* **DATA PROVIDED**:

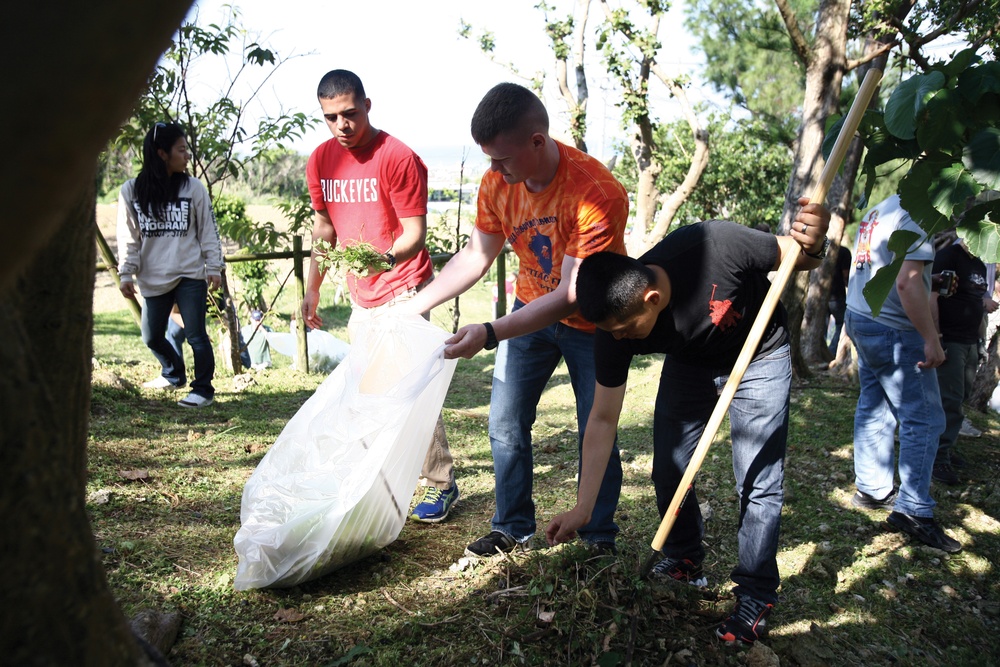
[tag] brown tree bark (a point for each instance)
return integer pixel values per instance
(825, 64)
(73, 73)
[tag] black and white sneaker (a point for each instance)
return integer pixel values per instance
(865, 501)
(494, 544)
(925, 529)
(747, 623)
(681, 569)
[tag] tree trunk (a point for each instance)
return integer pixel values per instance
(646, 193)
(988, 375)
(824, 74)
(671, 202)
(816, 316)
(58, 609)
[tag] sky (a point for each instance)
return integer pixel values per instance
(423, 79)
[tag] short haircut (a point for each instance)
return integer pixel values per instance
(507, 108)
(340, 82)
(610, 285)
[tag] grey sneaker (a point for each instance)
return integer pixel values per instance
(968, 430)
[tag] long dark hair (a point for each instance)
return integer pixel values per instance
(154, 188)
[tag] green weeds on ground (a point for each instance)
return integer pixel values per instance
(852, 593)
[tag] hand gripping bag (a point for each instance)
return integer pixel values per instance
(336, 484)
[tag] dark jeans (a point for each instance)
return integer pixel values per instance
(523, 367)
(190, 295)
(955, 379)
(758, 417)
(837, 310)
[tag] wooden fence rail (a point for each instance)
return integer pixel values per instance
(298, 255)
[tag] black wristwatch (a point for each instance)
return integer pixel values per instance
(822, 251)
(491, 337)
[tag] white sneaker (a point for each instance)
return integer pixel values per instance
(162, 383)
(194, 400)
(968, 430)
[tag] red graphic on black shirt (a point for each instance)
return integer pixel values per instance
(722, 313)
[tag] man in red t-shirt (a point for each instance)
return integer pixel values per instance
(368, 186)
(555, 205)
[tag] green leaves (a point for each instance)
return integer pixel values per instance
(982, 157)
(907, 103)
(945, 125)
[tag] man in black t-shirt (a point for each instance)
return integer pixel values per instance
(695, 296)
(959, 318)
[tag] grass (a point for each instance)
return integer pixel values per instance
(852, 592)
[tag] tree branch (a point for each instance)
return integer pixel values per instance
(799, 44)
(868, 57)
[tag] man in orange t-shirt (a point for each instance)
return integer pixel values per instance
(555, 205)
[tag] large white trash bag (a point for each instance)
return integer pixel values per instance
(336, 485)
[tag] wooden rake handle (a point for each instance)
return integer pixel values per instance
(847, 131)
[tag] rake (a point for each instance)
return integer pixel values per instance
(847, 130)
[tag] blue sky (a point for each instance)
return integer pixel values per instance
(423, 79)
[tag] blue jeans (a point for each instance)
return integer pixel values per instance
(190, 295)
(523, 367)
(758, 417)
(175, 336)
(894, 390)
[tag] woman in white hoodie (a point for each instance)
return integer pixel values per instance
(170, 248)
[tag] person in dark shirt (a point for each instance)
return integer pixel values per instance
(959, 318)
(695, 296)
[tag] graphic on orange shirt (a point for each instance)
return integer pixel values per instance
(865, 231)
(722, 313)
(541, 246)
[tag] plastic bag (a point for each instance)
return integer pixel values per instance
(336, 485)
(325, 349)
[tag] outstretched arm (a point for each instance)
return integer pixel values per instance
(808, 232)
(322, 229)
(598, 441)
(460, 273)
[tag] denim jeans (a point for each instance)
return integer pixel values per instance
(523, 367)
(955, 379)
(894, 391)
(758, 417)
(190, 295)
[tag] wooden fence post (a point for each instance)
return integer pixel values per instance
(109, 259)
(301, 349)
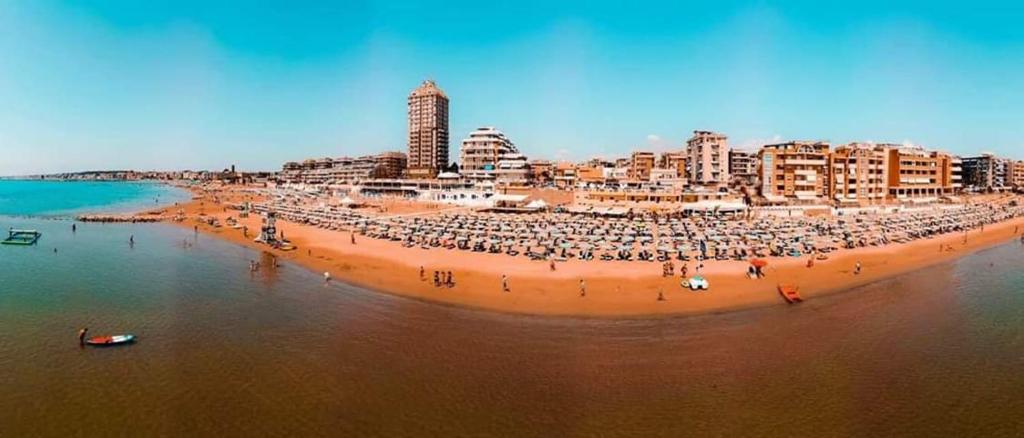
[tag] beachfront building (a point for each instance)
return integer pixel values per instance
(708, 159)
(795, 172)
(344, 169)
(620, 201)
(481, 151)
(1016, 176)
(916, 175)
(512, 169)
(986, 172)
(743, 168)
(858, 175)
(640, 166)
(542, 172)
(428, 131)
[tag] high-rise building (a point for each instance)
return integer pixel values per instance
(743, 167)
(1016, 176)
(859, 174)
(708, 159)
(428, 131)
(481, 151)
(640, 165)
(795, 171)
(675, 161)
(986, 171)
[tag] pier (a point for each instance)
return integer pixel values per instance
(22, 236)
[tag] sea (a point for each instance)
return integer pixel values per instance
(222, 351)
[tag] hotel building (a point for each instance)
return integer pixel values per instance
(641, 165)
(986, 172)
(795, 171)
(859, 174)
(481, 151)
(918, 175)
(542, 172)
(512, 169)
(708, 159)
(675, 161)
(428, 131)
(743, 167)
(1016, 177)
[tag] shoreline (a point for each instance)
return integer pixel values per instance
(613, 290)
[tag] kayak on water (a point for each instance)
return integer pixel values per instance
(111, 340)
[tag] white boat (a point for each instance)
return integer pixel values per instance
(697, 282)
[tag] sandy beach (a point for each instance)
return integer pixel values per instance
(612, 289)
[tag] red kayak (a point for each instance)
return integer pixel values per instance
(103, 341)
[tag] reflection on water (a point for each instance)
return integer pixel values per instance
(224, 351)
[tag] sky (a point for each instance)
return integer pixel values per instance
(161, 85)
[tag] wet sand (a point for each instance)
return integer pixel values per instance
(612, 289)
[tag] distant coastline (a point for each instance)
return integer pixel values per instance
(613, 289)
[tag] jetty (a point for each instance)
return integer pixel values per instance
(148, 217)
(22, 236)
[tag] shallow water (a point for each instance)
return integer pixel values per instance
(222, 351)
(35, 198)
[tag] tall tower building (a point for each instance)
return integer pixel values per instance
(428, 133)
(708, 159)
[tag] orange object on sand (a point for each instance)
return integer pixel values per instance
(790, 293)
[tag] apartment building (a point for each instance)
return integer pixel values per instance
(795, 171)
(743, 167)
(428, 131)
(481, 151)
(918, 175)
(986, 172)
(708, 159)
(640, 166)
(676, 161)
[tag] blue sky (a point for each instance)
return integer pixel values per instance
(200, 84)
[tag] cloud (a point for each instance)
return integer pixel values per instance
(756, 143)
(656, 143)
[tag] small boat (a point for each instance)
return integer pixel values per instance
(697, 282)
(22, 236)
(103, 341)
(790, 293)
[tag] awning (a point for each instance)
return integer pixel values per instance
(502, 198)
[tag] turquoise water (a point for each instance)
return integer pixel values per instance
(222, 351)
(32, 198)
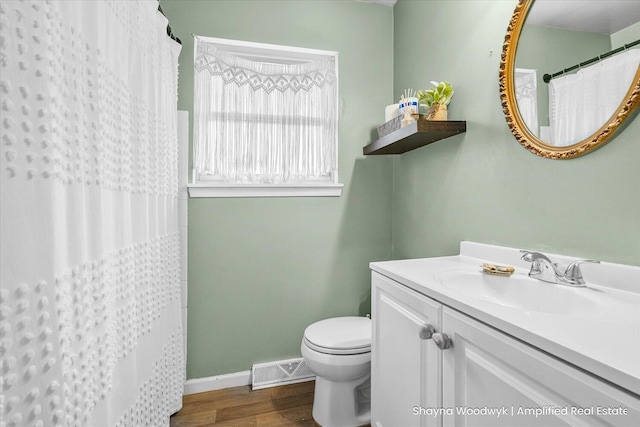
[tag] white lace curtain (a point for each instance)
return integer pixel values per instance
(580, 103)
(527, 98)
(263, 122)
(90, 325)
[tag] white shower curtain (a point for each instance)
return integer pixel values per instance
(90, 329)
(527, 97)
(580, 103)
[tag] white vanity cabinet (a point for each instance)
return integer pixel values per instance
(405, 365)
(485, 378)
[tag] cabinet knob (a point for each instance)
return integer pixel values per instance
(442, 341)
(426, 331)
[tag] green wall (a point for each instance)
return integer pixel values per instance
(261, 270)
(483, 186)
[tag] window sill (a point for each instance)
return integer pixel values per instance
(265, 190)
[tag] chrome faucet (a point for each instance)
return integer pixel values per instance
(542, 268)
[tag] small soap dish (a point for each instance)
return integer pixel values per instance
(497, 270)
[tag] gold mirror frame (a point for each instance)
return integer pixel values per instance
(510, 105)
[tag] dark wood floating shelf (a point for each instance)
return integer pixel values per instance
(415, 135)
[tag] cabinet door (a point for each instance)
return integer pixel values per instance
(516, 384)
(405, 368)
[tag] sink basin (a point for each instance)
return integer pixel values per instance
(521, 292)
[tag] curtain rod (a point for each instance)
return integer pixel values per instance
(547, 77)
(169, 32)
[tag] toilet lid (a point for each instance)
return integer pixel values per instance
(340, 335)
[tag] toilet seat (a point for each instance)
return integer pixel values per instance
(340, 336)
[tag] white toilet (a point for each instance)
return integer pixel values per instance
(338, 351)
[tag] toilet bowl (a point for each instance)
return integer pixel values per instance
(338, 352)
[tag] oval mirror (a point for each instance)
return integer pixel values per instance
(570, 76)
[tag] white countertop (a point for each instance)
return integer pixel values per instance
(604, 341)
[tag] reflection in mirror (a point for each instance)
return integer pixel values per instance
(591, 51)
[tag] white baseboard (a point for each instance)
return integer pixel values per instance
(218, 382)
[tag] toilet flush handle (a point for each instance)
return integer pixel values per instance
(426, 331)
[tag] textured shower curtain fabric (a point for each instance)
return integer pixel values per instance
(580, 103)
(90, 323)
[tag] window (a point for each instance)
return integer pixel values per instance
(265, 120)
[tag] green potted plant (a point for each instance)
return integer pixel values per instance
(436, 100)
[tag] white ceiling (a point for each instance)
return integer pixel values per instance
(603, 17)
(595, 16)
(385, 2)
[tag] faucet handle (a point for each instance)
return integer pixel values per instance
(573, 273)
(531, 256)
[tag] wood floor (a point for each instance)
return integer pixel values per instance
(288, 405)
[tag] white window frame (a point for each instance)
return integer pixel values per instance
(208, 186)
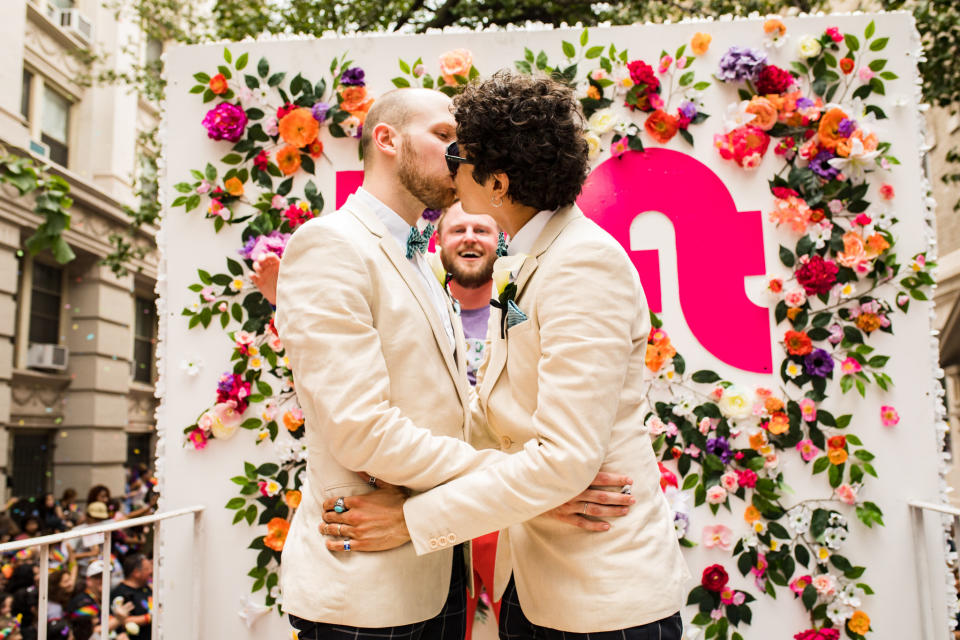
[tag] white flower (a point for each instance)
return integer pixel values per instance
(593, 144)
(602, 121)
(854, 166)
(735, 403)
(191, 367)
(736, 116)
(809, 47)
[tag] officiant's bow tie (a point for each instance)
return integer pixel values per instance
(417, 241)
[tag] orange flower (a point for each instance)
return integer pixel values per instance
(779, 424)
(837, 456)
(292, 420)
(765, 112)
(218, 84)
(288, 159)
(775, 25)
(758, 441)
(661, 126)
(859, 623)
(315, 149)
(829, 129)
(276, 534)
(292, 498)
(700, 43)
(233, 186)
(299, 128)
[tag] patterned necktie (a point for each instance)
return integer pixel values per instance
(501, 245)
(417, 242)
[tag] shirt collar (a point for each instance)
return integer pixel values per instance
(524, 239)
(396, 226)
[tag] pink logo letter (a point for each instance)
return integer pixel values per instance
(717, 246)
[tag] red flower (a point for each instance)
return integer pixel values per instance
(661, 126)
(817, 275)
(798, 343)
(773, 79)
(714, 578)
(642, 73)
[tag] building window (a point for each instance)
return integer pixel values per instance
(45, 304)
(144, 330)
(32, 462)
(55, 125)
(25, 95)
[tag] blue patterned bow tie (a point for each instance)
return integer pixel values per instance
(417, 242)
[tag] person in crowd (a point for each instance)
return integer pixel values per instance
(562, 388)
(136, 591)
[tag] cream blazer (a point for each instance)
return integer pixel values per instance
(382, 392)
(564, 393)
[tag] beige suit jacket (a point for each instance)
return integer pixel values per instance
(381, 392)
(564, 394)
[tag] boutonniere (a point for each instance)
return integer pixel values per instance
(505, 271)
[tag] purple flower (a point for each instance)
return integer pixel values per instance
(257, 246)
(225, 122)
(819, 363)
(846, 127)
(352, 76)
(688, 109)
(741, 63)
(820, 165)
(721, 448)
(320, 111)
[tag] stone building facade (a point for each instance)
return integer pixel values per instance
(77, 425)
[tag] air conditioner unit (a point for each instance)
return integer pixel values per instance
(47, 356)
(40, 148)
(77, 24)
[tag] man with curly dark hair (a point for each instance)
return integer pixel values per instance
(562, 389)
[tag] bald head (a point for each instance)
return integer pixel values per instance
(397, 108)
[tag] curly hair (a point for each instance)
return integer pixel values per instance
(530, 128)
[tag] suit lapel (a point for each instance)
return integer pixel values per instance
(498, 355)
(414, 281)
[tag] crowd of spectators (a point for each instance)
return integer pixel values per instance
(76, 571)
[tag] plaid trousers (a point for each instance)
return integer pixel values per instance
(515, 626)
(449, 624)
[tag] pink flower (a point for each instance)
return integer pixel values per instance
(730, 481)
(850, 365)
(808, 451)
(716, 495)
(889, 416)
(847, 494)
(199, 439)
(718, 536)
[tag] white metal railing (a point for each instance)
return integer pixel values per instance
(922, 560)
(44, 543)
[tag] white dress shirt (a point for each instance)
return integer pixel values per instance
(524, 239)
(399, 230)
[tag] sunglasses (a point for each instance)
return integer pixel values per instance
(454, 160)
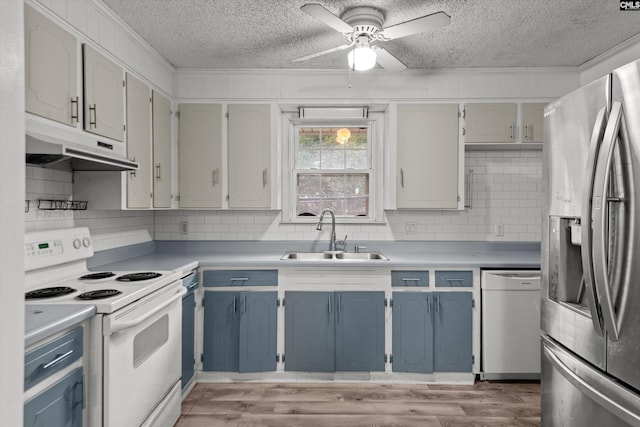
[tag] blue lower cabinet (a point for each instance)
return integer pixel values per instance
(412, 332)
(453, 350)
(432, 331)
(309, 331)
(360, 331)
(334, 331)
(239, 331)
(188, 338)
(59, 405)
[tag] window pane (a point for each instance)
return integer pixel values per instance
(309, 159)
(357, 159)
(332, 159)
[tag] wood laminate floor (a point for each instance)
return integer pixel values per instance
(361, 404)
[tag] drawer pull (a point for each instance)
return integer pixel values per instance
(59, 358)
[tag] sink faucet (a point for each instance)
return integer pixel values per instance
(332, 241)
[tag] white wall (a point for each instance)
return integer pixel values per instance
(11, 212)
(507, 191)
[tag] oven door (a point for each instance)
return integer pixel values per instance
(142, 351)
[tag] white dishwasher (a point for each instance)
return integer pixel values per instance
(510, 324)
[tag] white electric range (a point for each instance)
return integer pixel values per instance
(135, 338)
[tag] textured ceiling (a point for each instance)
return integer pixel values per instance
(483, 33)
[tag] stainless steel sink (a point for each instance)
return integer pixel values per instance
(335, 256)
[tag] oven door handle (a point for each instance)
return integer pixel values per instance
(124, 325)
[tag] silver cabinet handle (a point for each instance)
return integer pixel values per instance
(59, 358)
(614, 132)
(585, 230)
(95, 116)
(74, 101)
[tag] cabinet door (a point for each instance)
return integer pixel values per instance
(59, 405)
(139, 143)
(428, 160)
(51, 76)
(532, 122)
(249, 156)
(103, 95)
(452, 337)
(162, 165)
(200, 151)
(188, 338)
(412, 332)
(490, 122)
(309, 331)
(359, 331)
(221, 331)
(258, 329)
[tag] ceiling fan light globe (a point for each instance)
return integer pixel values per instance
(361, 58)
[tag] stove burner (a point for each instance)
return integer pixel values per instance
(99, 294)
(96, 276)
(49, 292)
(136, 277)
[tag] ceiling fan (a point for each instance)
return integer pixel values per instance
(362, 26)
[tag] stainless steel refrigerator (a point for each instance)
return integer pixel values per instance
(591, 255)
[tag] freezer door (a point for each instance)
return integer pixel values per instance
(574, 393)
(623, 285)
(568, 127)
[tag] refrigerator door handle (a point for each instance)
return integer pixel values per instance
(585, 230)
(600, 220)
(606, 392)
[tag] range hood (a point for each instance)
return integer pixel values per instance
(58, 148)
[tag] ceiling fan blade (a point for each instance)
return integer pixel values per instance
(388, 61)
(324, 52)
(415, 26)
(320, 13)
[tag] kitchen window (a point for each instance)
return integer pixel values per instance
(334, 166)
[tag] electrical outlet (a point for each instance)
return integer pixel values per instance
(410, 228)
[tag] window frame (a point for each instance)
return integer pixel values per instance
(374, 123)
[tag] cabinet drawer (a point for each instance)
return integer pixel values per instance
(44, 361)
(410, 278)
(457, 279)
(219, 278)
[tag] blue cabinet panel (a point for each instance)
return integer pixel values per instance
(410, 278)
(258, 328)
(59, 405)
(454, 278)
(219, 278)
(453, 332)
(309, 331)
(412, 332)
(221, 338)
(359, 331)
(44, 361)
(188, 337)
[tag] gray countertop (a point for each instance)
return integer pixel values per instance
(44, 320)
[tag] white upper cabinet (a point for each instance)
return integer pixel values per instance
(139, 143)
(428, 160)
(51, 77)
(532, 122)
(490, 122)
(249, 156)
(200, 154)
(162, 164)
(103, 92)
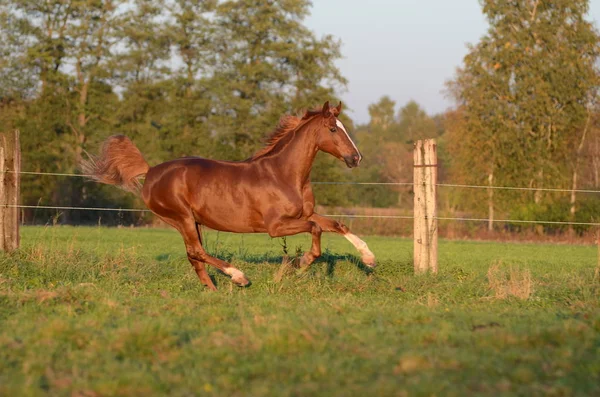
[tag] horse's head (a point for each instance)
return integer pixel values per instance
(333, 138)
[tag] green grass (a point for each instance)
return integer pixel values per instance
(97, 311)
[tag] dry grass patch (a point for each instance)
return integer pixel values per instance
(509, 282)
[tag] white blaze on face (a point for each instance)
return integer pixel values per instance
(341, 127)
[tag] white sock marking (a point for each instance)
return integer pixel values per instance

* **DIRECTIONS**: Would you please filter the lines above and copy every one that includes "kayak"?

* **ANSWER TO THE PROBLEM**:
[tag] kayak on water (a point for each instance)
[tag] red kayak (a point for each instance)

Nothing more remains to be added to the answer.